Work instructions ▸ Reproduce every line of the records below, replacing each occurrence of "photo" with "image" and leaving everything else unchanged. Omit the pictures from your answer.

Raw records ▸
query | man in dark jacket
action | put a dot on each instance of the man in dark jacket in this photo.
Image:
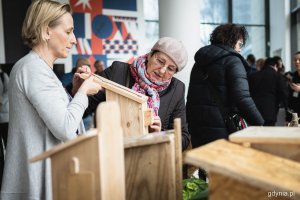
(220, 65)
(268, 90)
(152, 75)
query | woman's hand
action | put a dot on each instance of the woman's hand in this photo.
(156, 126)
(77, 79)
(295, 86)
(90, 86)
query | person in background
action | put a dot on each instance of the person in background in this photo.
(294, 89)
(152, 74)
(67, 78)
(279, 64)
(99, 66)
(4, 115)
(42, 114)
(259, 63)
(268, 90)
(220, 64)
(252, 62)
(219, 67)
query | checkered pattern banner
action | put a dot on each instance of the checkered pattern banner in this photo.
(120, 47)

Output of the task ▸
query | man in dark jacket
action | put a dot on each instance of the man in dark jacket in this image.
Image:
(220, 65)
(268, 90)
(152, 75)
query | woman's hand
action | put a dot on each instance of the woman's hand in this image.
(156, 126)
(77, 79)
(295, 86)
(90, 86)
query | person in background
action | put a dot on each instance of the person in background in this image.
(294, 89)
(152, 74)
(67, 78)
(279, 64)
(99, 66)
(4, 115)
(42, 114)
(259, 63)
(268, 90)
(220, 64)
(252, 62)
(219, 67)
query | checkered pattern banner
action | put a dot on each instance of the checkered pattern banner in this image.
(120, 47)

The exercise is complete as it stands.